━━━ EXCERPT TO READ ━━━

HELLO
I'm Steve Trudeau. I'm a young entrepreneur, designer, storyteller, businessman, cancer survivor, emerging thought leader, and an expert in the art of overcoming adversity to achieve extraordinary goals.
MY STORY
Let's address the elephant I just inserted into the room
Be warned, I'm about to drop some seriously twisted irony on you...
When I was 19 I was back home for winter break, having just finished my first college semester. I was hanging out in my childhood bedroom one night when suddenly my neck started to itch. So I scratched it. As I finished relieving my discomfort, my hand brushed over a lump at the base of my neck, just above the collarbone. The same spot on the other side of my neck was smooth as a whistle.
Mindpower
What happened next is so flippin' ironic that I could die. I exploded downstairs to find my mother in the kitchen, gathered up all of the cheesiest, most obvious sarcasm I could muster, and blurted "Hey Ma! I think I have cancer! HAHAHA."
What a jackass.
Well, the joke was on me, wasn't it? About 4 weeks, several doctor appointments, and one lymph node biopsy later, I was diagnosed with Hodgkin's Lymphoma. I sat with my parents just long enough to process it all and level out my emotions. Then I left to go work my shift at my college pizza place job. Fun fact: the lump on my neck was about the diameter of a dime. Turns out that it was only the tip of the iceberg. The part of the tumor that wasn't visible on the surface was the size of a golf ball.
Of course I was experiencing a plethora of emotions, but for reasons completely unknown to me (and to this day I still have no clue), I wasn't scared. I acknowledged it and accepted it. My inner voice never asked "why me?" and I never felt sorry for myself. Throwing a pity party never helps? Instead, I instantly adopted the following mentality:
Cancer just got diagnosed with a terminal case of STEVE.
Then I kicked the shit out of it.
I didn't drop all my classes for the semester (full disclosure, I did drop one 1-credit class...). I didn't cut back my hours at work. I didn't even take the summer off from playing on a local amateur baseball club. Best of all, throughout chemotherapy I never lost my hair and never once got nauseous. Obviously I don't have scientific proof for this theory, but I'm 100% convinced that my fighter's mentality was the single greatest reason why I absolutely demolished it. I decided, in a single moment,
I was going to make cancer my bitch.
Seven months later I was a cancer survivor.
P.S. Note this is the super duper short version. The full story is significantly longer and would be way better suited for a long-form publication sometime down the road like, oh I don't know, a book of some sort? *wink*
P.P.S. I'll make publish a video telling a more detailed version if enough of you demand it from me. Email me at the link below!

━━━ MATERIAL SUPPLIED ━━━

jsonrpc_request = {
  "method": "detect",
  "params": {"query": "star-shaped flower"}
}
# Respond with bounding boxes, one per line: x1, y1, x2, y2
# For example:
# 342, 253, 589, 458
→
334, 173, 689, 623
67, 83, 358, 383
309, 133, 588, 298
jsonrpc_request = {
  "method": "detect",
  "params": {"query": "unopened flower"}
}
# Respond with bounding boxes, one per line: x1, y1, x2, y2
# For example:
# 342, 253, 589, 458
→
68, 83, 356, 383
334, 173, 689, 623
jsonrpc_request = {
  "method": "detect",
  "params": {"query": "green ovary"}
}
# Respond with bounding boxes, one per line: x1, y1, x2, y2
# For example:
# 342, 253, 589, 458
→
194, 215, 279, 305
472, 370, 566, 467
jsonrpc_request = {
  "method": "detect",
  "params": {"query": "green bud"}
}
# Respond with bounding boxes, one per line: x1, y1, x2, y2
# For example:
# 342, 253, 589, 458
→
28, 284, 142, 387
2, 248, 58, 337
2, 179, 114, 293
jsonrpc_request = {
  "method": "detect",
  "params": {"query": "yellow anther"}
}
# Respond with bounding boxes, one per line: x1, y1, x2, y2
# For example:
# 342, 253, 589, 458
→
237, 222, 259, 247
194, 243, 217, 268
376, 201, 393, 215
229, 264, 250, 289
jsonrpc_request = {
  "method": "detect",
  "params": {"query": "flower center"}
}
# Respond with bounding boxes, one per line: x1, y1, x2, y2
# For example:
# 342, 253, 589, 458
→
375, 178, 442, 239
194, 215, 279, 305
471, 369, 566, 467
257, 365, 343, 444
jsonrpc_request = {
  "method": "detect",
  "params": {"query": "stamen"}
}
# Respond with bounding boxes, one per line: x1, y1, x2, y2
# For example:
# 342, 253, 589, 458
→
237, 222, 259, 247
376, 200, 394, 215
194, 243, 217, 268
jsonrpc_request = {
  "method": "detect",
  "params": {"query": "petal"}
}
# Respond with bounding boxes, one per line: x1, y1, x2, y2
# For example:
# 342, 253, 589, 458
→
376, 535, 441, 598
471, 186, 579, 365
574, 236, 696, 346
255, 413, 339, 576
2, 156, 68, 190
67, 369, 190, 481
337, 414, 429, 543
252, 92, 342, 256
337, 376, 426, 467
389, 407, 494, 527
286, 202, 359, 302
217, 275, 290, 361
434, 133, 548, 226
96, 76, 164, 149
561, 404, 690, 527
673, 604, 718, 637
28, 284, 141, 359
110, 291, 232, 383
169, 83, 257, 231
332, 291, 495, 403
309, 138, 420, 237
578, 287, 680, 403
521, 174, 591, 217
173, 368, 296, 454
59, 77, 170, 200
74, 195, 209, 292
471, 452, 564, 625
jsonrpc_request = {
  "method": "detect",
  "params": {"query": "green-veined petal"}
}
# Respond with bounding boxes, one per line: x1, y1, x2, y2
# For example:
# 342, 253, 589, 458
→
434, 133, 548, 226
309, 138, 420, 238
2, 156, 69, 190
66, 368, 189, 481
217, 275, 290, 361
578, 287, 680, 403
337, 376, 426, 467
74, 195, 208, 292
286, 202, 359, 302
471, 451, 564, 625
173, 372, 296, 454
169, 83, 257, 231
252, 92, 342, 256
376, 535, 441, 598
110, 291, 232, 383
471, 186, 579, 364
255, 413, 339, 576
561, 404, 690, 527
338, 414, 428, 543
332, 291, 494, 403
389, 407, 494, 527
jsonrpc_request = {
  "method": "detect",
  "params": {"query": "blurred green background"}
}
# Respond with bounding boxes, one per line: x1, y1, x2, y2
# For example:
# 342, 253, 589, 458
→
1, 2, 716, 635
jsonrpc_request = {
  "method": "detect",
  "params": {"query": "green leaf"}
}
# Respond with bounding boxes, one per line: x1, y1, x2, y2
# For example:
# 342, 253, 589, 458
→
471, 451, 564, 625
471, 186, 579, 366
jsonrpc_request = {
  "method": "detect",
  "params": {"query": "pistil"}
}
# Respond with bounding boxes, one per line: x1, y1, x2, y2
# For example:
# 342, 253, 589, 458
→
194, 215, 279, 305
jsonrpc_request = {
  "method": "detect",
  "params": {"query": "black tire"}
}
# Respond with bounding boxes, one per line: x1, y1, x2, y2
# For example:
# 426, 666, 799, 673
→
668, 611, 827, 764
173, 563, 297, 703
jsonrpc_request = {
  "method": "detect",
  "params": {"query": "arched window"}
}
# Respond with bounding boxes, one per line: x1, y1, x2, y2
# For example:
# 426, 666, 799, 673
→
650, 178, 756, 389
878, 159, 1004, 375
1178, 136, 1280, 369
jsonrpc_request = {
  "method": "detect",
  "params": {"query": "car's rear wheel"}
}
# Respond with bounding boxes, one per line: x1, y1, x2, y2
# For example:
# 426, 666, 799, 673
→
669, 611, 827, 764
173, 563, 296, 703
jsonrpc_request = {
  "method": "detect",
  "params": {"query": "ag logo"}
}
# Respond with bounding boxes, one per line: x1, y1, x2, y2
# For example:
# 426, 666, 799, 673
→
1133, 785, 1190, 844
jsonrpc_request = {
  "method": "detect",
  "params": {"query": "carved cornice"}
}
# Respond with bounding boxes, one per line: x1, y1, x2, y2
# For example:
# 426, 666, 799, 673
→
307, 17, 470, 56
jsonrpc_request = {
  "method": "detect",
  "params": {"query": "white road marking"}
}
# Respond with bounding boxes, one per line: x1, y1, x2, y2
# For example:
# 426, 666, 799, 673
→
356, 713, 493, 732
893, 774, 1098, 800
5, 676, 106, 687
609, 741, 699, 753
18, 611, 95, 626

━━━

Carry the Hodgkin's lymphoma story forward from its last line. The listing is separate material and has no connection to the account above it.

--- WRITTEN RESPONSE ---
Want to know more or ask me anything about this experience? Email me at steve@stevejtrudeau.com
The dark days
Life seemed pretty good for a about a year after cancer treatment. I has happy to be alive. I landed myself a girlfriend, had fun with my core group of friends, and got to enjoy the college experience a little bit. I was pretty happy. The only problem was I had gone from focusing on being a fighter and doing all I could to maintain my killer mentality, straight into lending all of my efforts to living a "normal" life again. I didn't give myself the time to learn how to cope with everything I'd been through and I never stopped to consider the resounding psychological impact it would have on me.
My mental health was incredibly fragile. And I was utterly oblivious to it.
Roughly a year after being declared a survivor, one of my dearest, closest friends was in a head-on collision with a delivery truck. A week later I buried one of the most genuine and selfless people I've ever known.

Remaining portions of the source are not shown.